▸ **Task objective**: Return exactly the lines of the entries that start at the line containing "Wildlife-survey tagging: tag each instance of the black hat" and continue to the last line. Omit the pictures.

Image location labeling entries:

•••

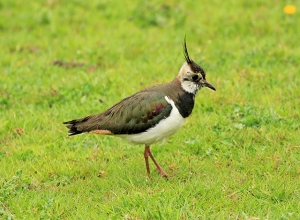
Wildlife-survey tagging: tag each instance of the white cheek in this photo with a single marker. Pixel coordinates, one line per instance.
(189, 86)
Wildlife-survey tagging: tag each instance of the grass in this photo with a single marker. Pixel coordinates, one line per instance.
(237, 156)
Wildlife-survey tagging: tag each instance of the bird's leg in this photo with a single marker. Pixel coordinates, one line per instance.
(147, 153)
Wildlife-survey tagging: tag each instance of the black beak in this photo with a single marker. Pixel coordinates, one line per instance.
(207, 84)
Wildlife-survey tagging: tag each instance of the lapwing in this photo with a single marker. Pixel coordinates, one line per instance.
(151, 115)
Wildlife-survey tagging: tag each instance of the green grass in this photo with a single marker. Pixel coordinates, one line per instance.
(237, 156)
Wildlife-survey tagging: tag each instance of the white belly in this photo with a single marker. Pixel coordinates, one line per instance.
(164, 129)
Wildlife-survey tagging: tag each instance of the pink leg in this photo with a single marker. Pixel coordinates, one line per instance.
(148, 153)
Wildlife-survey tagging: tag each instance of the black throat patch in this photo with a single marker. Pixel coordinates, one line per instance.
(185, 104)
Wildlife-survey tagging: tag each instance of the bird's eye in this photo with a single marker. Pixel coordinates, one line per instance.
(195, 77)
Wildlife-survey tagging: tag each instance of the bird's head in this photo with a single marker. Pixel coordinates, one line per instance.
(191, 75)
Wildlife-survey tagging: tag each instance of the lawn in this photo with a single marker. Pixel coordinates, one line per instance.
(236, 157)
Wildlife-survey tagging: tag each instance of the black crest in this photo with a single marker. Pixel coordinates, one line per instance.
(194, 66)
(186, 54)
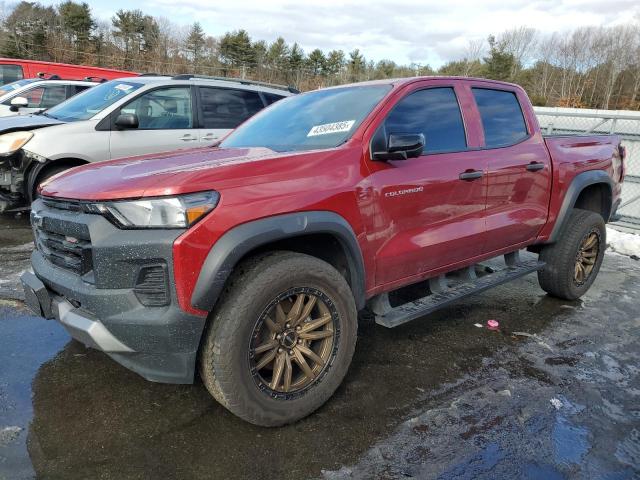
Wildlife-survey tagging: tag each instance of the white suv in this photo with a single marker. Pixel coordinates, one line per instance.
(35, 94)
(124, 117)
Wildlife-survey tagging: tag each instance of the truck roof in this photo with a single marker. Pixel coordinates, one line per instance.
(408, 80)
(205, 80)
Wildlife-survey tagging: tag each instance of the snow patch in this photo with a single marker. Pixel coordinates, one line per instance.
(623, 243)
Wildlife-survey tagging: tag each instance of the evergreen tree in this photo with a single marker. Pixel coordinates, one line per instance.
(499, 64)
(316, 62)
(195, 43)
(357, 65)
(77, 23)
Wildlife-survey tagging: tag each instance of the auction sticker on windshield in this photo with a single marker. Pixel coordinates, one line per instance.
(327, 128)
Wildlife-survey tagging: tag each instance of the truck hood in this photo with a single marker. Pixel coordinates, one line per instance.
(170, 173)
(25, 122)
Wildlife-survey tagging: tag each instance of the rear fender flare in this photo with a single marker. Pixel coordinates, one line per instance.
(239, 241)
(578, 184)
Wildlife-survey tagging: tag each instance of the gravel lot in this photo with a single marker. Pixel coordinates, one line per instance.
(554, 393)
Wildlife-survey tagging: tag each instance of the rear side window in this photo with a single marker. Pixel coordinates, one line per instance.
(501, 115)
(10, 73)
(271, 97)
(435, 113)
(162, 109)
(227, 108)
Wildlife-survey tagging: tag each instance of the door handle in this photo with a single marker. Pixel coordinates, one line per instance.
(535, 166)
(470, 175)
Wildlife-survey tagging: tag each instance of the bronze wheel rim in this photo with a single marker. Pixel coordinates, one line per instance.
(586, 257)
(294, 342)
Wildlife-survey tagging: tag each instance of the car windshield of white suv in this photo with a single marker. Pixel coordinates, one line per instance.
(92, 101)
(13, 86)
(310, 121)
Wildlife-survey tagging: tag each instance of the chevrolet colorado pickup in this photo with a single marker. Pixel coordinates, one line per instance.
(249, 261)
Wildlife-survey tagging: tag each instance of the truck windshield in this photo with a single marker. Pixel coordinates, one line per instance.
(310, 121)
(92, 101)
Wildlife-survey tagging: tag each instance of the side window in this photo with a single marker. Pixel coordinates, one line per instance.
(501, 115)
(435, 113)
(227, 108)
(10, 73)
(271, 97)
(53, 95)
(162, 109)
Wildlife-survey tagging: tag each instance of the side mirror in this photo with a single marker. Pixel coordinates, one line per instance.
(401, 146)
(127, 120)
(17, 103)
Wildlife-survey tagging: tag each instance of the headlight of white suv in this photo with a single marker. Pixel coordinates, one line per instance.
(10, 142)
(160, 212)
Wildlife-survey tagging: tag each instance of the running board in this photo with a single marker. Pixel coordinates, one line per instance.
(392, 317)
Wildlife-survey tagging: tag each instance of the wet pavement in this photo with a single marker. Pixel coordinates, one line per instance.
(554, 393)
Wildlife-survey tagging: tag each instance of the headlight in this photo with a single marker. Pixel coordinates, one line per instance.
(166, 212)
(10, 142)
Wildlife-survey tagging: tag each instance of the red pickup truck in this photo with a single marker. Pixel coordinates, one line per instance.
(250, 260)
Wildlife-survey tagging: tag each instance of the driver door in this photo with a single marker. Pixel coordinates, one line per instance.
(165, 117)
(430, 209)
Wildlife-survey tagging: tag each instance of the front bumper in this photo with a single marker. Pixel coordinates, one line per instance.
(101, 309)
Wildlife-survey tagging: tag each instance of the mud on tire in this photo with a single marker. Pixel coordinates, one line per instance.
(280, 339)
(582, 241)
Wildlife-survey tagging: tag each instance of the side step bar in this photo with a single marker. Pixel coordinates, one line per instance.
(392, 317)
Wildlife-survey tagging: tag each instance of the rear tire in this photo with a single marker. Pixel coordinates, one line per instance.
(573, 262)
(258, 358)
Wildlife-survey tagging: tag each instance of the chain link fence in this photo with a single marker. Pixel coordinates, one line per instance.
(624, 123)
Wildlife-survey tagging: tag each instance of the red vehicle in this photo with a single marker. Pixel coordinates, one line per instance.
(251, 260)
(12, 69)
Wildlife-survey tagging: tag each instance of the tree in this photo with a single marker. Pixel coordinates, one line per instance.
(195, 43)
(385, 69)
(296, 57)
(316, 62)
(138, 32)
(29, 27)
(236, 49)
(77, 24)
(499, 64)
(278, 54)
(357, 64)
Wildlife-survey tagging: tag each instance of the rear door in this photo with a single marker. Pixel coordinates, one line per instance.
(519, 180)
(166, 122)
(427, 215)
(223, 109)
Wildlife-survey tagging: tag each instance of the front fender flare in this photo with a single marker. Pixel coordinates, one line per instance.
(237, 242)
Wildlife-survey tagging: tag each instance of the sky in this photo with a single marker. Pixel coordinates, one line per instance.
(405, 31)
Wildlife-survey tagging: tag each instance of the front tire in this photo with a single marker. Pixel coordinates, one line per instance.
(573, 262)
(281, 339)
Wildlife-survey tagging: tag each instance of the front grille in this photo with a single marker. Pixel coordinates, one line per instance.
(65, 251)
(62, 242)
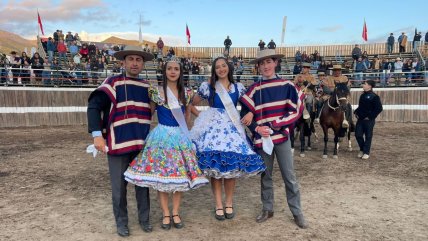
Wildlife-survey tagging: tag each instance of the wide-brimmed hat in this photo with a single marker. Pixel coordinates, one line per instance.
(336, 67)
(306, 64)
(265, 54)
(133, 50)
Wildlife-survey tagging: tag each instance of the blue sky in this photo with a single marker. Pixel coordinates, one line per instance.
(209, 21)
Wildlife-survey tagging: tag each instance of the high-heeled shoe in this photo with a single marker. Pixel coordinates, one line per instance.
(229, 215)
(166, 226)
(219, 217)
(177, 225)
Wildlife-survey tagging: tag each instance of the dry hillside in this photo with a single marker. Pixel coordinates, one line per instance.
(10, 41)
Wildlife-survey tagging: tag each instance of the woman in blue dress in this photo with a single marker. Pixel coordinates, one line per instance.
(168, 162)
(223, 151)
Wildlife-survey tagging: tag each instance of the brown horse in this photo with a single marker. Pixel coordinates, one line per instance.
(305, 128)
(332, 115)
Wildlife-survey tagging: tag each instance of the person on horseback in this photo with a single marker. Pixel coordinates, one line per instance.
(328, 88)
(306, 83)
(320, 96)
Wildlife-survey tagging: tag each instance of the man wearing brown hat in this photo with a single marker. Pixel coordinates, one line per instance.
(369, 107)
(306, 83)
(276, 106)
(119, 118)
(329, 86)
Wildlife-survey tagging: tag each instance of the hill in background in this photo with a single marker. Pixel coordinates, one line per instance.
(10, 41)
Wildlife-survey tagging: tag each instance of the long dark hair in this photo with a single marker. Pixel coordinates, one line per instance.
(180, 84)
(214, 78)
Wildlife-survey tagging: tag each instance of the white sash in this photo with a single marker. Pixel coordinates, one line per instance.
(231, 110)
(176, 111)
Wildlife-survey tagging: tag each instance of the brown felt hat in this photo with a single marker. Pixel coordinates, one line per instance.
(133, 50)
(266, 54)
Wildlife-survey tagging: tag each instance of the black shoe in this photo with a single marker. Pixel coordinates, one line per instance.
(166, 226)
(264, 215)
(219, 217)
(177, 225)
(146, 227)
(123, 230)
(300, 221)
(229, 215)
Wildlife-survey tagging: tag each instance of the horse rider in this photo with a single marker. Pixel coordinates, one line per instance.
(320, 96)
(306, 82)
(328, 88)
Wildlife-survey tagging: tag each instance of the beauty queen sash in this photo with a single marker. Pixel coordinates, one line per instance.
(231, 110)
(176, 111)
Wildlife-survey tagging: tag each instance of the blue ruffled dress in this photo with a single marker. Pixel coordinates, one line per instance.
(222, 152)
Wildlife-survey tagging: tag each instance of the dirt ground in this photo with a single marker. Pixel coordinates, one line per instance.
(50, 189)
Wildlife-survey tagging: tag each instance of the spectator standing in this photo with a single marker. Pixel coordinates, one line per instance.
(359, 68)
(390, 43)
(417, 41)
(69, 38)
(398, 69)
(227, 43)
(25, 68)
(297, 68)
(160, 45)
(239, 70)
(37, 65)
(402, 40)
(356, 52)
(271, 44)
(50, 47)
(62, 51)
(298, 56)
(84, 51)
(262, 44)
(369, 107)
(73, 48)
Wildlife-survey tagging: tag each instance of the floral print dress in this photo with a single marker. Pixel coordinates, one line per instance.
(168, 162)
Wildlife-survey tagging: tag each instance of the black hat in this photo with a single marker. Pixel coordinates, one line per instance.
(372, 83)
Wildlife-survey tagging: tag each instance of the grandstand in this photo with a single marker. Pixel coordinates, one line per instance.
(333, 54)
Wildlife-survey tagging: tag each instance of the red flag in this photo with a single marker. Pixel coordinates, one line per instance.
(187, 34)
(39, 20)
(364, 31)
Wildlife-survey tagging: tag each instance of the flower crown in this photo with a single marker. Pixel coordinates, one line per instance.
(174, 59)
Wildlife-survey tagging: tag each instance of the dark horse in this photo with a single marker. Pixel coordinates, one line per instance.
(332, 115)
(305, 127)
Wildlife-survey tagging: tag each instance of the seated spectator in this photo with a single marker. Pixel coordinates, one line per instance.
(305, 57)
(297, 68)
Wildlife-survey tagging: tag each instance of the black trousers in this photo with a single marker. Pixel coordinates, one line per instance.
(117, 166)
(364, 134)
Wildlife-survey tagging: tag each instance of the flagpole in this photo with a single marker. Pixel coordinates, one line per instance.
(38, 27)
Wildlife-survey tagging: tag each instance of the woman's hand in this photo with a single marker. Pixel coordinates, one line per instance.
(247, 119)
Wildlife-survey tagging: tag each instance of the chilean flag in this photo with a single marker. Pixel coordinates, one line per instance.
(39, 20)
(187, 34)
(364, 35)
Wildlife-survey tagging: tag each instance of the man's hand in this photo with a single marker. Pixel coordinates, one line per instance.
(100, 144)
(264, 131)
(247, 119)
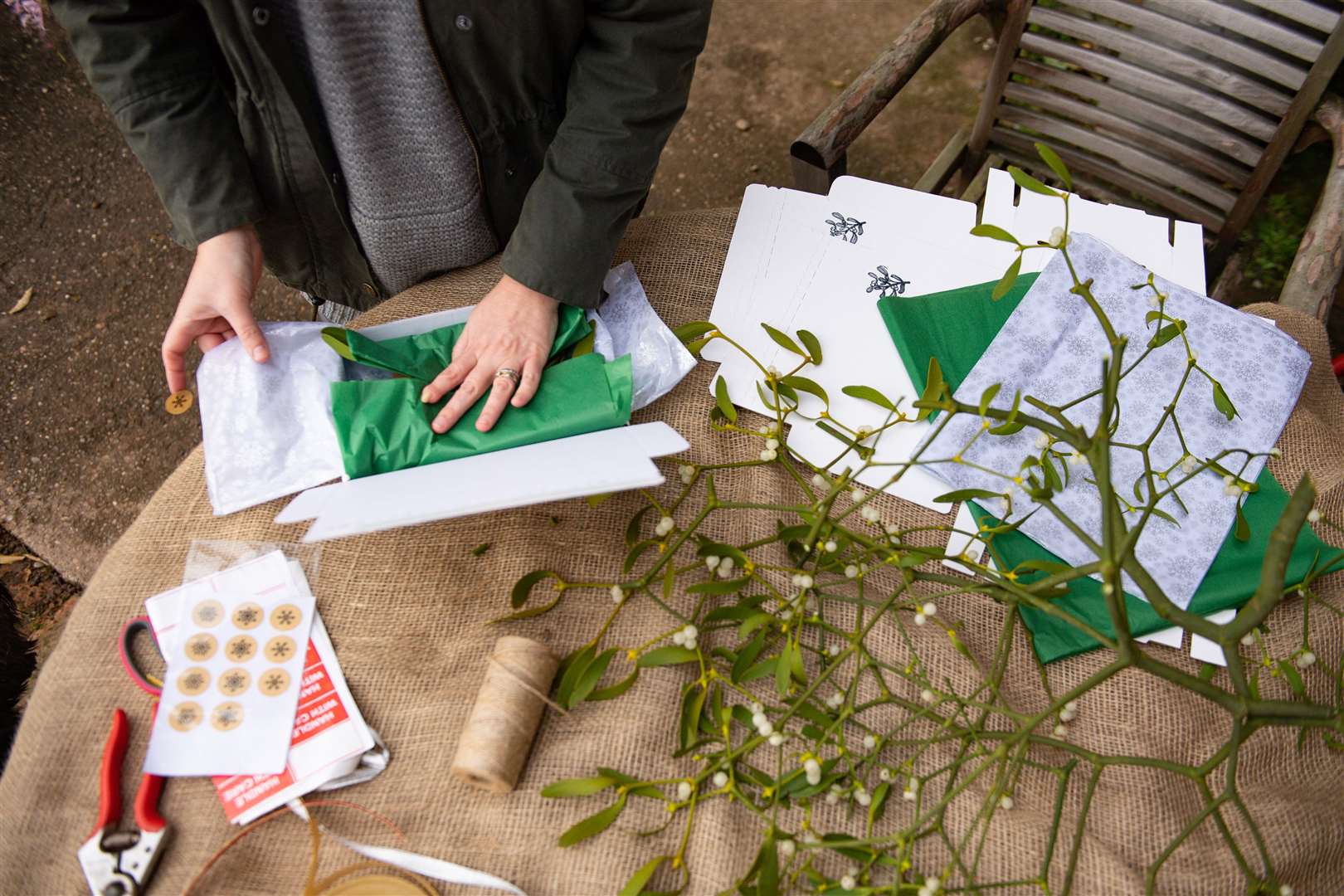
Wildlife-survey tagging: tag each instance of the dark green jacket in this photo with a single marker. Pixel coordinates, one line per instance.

•••

▸ **Complete output**:
Wildlife-survey tagging: tag each instance of the black hat in this photo with a single marker. Pixel coordinates, one line per instance.
(372, 83)
Wildlife-survey tagging: tag each instance of the grandstand in this photo with a single marker. Pixel coordinates, one line per instance.
(333, 54)
Wildlife-survey tagging: tag each instance of the red flag in this photo with a single marker. Pixel coordinates, one line per instance.
(187, 34)
(39, 20)
(364, 31)
Wildlife-survey tagging: tag each instance of the flower crown in this photo with a single marker. Pixel coordinates, one line per instance.
(174, 59)
Wildlife-survey tagging: tag each instance of the dark horse in this photo with a single marker. Pixel coordinates, one line per instance.
(332, 115)
(305, 127)
Wildlife-survey tagging: tag each instance of the seated spectator in this photo with a single marker. Pixel coordinates, one line per instance.
(305, 57)
(297, 68)
Wildlife-survey tagging: tag each instance of the black trousers in this photo with a single marker. Pixel coordinates, one line per instance.
(117, 166)
(364, 134)
Wildlife-survey tagging: tag each instance of the flagpole in this photo with a single marker. Pixel coordinates, one line per instance.
(38, 27)
Wildlife-survey tagging: tag each instance of the woman's hand in this photo with a single marker. Pixel coordinates, one line per instance.
(247, 119)
Wildlife-survey tagging: tag each instance of the chilean flag in this photo with a single marker. Pixel coordinates, one line per instance.
(39, 20)
(187, 34)
(364, 35)
Wildlife-survey tagging: tag each instance of the man's hand in this photo with a single marker. Pixel coordinates, one line per instance.
(100, 144)
(264, 131)
(247, 119)
Wildlife-survey tagging: tag each instance of the dark green jacket in this photo with a single marker. Pixel coordinates, one line per instance.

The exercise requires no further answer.